• [Task directions]:
Reproduce the listing in full. Omit the pictures.

• [Information given]:
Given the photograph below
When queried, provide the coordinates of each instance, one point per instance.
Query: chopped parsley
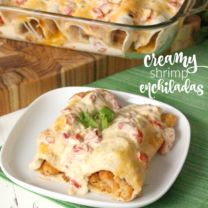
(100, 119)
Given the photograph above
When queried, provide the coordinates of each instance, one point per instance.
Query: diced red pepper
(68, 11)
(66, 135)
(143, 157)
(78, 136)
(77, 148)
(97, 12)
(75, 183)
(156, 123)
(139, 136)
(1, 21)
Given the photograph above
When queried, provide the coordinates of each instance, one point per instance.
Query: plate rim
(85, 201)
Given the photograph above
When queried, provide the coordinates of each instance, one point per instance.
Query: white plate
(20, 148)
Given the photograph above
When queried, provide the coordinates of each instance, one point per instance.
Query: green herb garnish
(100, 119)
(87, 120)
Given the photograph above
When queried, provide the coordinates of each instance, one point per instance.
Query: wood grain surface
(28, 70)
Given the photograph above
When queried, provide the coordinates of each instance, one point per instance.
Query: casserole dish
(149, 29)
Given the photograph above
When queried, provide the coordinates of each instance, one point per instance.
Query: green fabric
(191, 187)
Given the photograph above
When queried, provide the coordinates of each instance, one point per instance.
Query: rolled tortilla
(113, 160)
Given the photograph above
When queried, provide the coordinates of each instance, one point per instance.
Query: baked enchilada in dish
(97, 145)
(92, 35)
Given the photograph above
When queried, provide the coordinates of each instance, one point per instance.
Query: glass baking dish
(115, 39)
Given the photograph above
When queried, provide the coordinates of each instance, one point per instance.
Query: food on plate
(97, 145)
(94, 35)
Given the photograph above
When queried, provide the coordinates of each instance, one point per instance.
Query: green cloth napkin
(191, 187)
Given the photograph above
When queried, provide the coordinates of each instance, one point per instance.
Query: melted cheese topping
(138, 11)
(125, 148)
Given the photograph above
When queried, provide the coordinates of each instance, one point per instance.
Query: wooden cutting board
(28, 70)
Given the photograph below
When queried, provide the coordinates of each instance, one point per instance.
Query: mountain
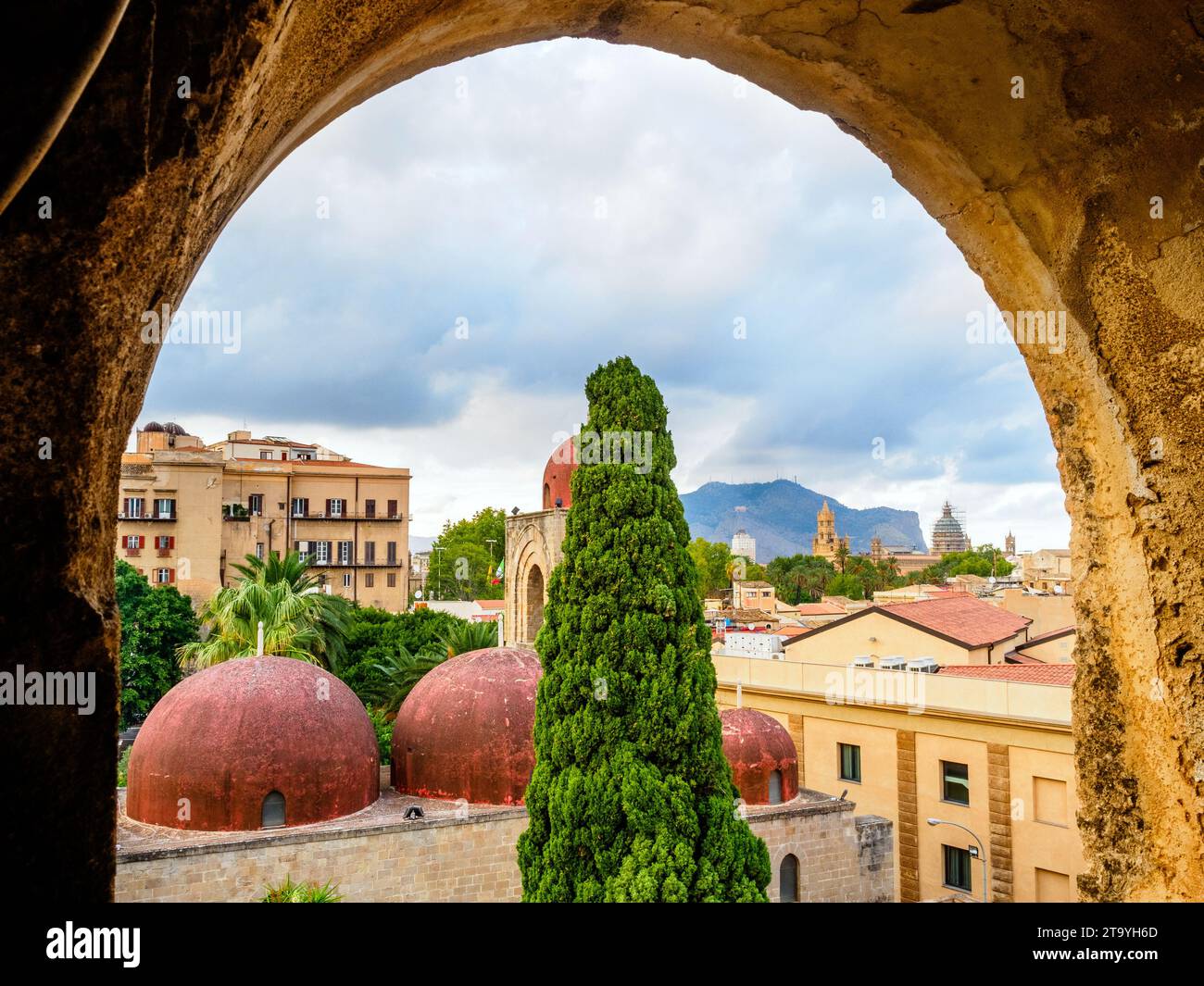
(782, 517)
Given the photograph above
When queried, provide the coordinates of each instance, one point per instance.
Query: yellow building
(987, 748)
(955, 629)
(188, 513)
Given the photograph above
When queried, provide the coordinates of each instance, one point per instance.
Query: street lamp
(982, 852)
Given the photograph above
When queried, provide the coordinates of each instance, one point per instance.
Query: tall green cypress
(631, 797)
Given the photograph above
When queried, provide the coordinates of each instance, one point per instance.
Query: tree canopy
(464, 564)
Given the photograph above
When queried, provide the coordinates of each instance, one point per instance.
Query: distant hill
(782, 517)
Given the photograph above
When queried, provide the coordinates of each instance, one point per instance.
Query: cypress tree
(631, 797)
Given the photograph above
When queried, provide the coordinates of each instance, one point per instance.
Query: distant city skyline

• [Answer area]:
Given the photograph below
When queried, provide the coordinates of each instance, one point per instance.
Query: chopped parsley
(100, 119)
Given the photograph above
When queried, provide the coordinates of each instance, one point per instance.
Query: diced red pepper
(68, 11)
(66, 135)
(143, 157)
(78, 136)
(77, 148)
(97, 12)
(75, 183)
(156, 123)
(139, 136)
(1, 21)
Given the photograph above
When queried, provide the coordinates of each instance, one point per instance.
Query: plate rim
(85, 201)
Given the photograph above
When queried, provide the coordinates of each instance, one point per instance.
Query: white plate
(20, 148)
Given the photograph above
When queried, provide the coordinates of each instance, one point per instance.
Query: green herb garnish
(100, 119)
(87, 120)
Given the photograph above
When queried, provide the coordinates of each instance, one point per instance.
Query: wood grain surface
(28, 70)
Given the photograph above
When queried, provide the coordinates of each instance, one point per instance.
Query: casserole dish
(149, 29)
Given the photograph above
When queried, provide the coordinates of each instance, one point per instance.
Query: green fabric
(191, 187)
Given the photograph above
When queried, provide the coordinates of each instance, one point per instance.
Query: rolled tortilla
(113, 160)
Given the photograph above
When queried, provide the coordinates of each instance, one point per instance.
Query: baked enchilada in dish
(97, 145)
(92, 35)
Given the photograph above
When queried, provide the coordinates of each instance, one point per instance.
Query: glass baking dish
(115, 39)
Given the photograph above
When queried, provide the coordinates of each instance, one point per instance.
Query: food on plate
(97, 145)
(94, 35)
Given the photograph above
When queried, provide the coordinates of each instance, one point per instance.
Query: green cloth napkin
(191, 187)
Given the photograph above
When queried, provide the coordinates of each instance, one point per instance.
Query: melted cheese topping
(138, 11)
(125, 148)
Given the photograph above
When queried, provide the coordinates of each instance, one point per instance.
Query: wooden cutting board
(28, 70)
Given the photograph below
When queried, provide the coordinates of each instance, one point per instance.
Query: mountain
(782, 517)
Given the photograph above
When queried, provide the coordinates of each instance, one point per instance.
Query: yellow building
(987, 748)
(955, 629)
(188, 513)
Given the photograph above
When queried, provide the coordinates of each instance, one point per instance.
Query: street lamp
(982, 852)
Given the photograph above
When queried, provide the coordinates of each instance, one point per instance.
Query: tall green cypress
(631, 797)
Given the photograph above
When queried, provide the coordinates of each instance, one point per instance.
Query: tree canopy
(464, 564)
Given the photograph above
When queried, provide the coordinates of each instance, one point per instance.
Query: distant hill
(782, 517)
Given the photograph above
When queried, provide the coordinates of each instance, one point per instance.
Query: cypress tree
(631, 797)
Given the photograph above
When queried, provide the coordinates of each instance, one point per instance.
Query: distant city skyline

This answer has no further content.